>> BEGIN Page extract
Stamford, Barnack and Burghley Park, 31st May 2026

Starting in the free, long-stay car park in Wharf Road, Stamford, Scott led eight members on a 9.2 mile walk out of the town, passing the remains of St Leonard’s Priory, then between the River Welland and the railway on the Torpel Way to Barnock for lunch at St John the Baptist Church. After lunch, we walked through the Hills & Holes Nature Reserve to join the Hereward Way (aka Ermine Street) and through Burghley Park to London Road and back across the river to the start.


Thanks John for the photos.
The briefing - Wharf Road car park

St Leonard's Priory - jointly refounded by William the Conqueror and the Bishop of Durham in about 1082

River Welland

Uffington Signal Box

One of the many buildings in Barnack made from the local limestone

The Old Chapel, Barnack

St John the Baptist Church - lunch

Arising from the rubble of a mediaeval quarry, Barnack Hills and Holes is one of Britain’s most important wildlife sites.  The unique hummocky landscape of the Hills and Holes was created by quarrying for limestone. The stone, known as Barnack Rag, was a valuable building stone first exploited by the Romans over 1500 years ago. Quarrying continued in mediaeval times when the Abbeys at Peterborough, Crowland, Ramsey, Sawtry and Bury St. Edmunds all used Barnack stone, and the monasteries frequently argued over the rights to it.

Barnack Windmill is a tower mill built of Barnack stone in 1797.  Its commercial use as a mill ceased in 1914 and for a time it stood derelict. Its interior machinery survives complete and the mill was restored in 1959–62

Burghley Park.

Fine avenue of trees in the park


North and South Bottle Lodges - entry to Burleigh Park
   

Back over the River Welland


Creswell Crags and the Welbeck Estate, 24th May 2026

 Sue took 9 members on an 8.2 mile walk through Creswell Crags Gorge, through the small hamlet of Belph, along field paths and some minor roads, to the Welbeck Estate before heading back to Creswell.

Thanks John and Terry for the photos.


Sue briefs the members at the Visitor Centre car park

Creswell Crags Gorge and lake

The cliffs in the Creswell Crags Gorge contain several caves that were occupied by Neanderthals and modern humans during the Last Glacial Period, between around 60,000 and 10,000 years ago

Pin Hole cave on the Derbyshire side of Creswell Gorge

More caves

Whitwell Quarry

Tarmac's 200 acre Whitwell Quarry produces high purity dolomitic limestone which is burnt in the kilns of the on-site lime processing plant for use in refractory products and steel manufacture. Other grades of limestone present at the quarry are used principally to produce agricultural lime and aggregates.

Coffee stop



Near the Welbeck Tunnels

Memorial dedicated to the five Canadian aircrew who died when their Wellington bomber from RAF Gamston crashed close to this place on the 5th August 1944.
>> END Page extract
>> BEGIN Material
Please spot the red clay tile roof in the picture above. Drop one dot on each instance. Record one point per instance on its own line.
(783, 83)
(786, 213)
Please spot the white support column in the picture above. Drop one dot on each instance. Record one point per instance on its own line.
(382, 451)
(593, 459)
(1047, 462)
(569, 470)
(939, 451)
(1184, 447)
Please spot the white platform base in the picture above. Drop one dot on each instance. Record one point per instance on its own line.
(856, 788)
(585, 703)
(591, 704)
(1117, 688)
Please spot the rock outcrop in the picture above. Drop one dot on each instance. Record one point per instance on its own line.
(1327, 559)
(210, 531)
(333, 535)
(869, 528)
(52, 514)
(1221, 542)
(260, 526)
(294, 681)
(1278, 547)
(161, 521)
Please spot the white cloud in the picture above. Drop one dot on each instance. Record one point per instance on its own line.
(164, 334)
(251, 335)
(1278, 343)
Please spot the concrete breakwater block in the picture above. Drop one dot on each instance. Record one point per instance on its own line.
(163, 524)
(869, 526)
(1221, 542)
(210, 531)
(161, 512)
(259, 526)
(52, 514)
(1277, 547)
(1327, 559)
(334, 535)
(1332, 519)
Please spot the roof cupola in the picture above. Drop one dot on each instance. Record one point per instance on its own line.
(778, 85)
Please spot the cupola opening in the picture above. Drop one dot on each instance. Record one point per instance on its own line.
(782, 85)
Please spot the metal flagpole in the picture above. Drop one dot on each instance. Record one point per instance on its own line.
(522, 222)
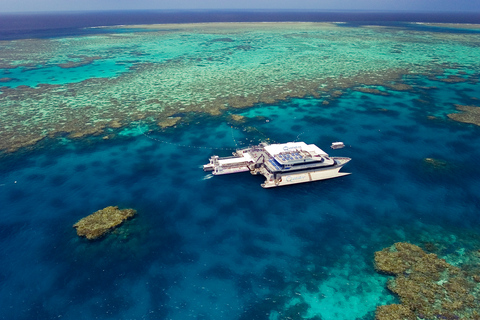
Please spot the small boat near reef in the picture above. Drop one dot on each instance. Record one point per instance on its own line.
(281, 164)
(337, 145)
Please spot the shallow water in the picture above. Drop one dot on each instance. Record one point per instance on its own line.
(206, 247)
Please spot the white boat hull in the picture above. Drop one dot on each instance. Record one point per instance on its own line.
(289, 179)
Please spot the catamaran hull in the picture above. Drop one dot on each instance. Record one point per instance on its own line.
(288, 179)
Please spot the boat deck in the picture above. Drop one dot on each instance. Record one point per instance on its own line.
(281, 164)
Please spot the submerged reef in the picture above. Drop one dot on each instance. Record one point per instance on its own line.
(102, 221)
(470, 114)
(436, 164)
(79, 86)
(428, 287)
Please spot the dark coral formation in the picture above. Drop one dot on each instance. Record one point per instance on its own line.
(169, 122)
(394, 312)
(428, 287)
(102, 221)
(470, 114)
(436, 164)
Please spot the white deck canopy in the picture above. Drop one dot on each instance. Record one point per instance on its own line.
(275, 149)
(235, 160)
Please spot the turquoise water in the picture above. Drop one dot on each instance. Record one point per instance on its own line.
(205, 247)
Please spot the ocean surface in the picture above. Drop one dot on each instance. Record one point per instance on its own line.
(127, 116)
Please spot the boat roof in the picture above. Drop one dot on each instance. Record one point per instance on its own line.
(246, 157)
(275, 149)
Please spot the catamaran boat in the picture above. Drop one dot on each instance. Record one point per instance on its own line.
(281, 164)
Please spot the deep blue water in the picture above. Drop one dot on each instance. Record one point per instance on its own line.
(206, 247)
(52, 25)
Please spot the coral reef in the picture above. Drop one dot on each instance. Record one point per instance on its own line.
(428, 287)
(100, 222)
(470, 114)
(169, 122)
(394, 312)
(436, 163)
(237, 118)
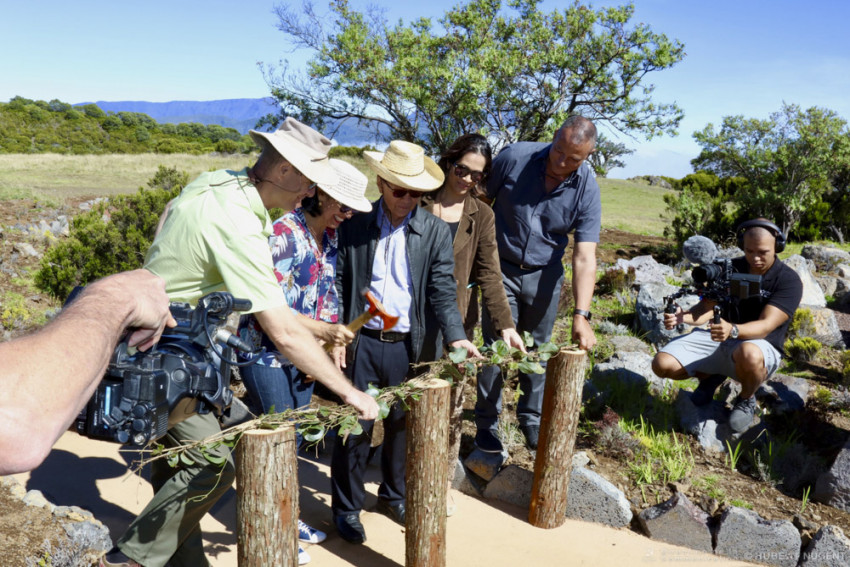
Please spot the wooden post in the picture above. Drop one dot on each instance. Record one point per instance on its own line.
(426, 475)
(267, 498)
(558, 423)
>> END Material
Pick up the walking group's trip reports after their last sentence and keep them going.

Bestwood Country Park and the River Leen, 17th May 2026


Starting at the overflow car park on Bestwood Lodge Drive, Dave's 5½ mile walk took 14 members and guests through the woods of the Country Park past Alexandra Lodge and round Bestwood Village to the Mill Lakes on the River Leen.  After returning to the park, we passed the magnificent Bestwood Colliery Winding Engine House before stopping for an early lunch and coffee at the nearby Dynamo House.

Further excellent tracks in the park took us round and then up the landscaped colliery tip for views in all directions before descending through the woods to Bestwood Lodge and the start. 

Thanks John and Terry for the photos.

The start at Bestwood Lodge Drive

Bestwood Country Park

 Alexandra Lodge (1877), now the base for the Park Rangers and a study centre

The Old Rectory on Park Road
Goats meeting the GOATS (or vice versa)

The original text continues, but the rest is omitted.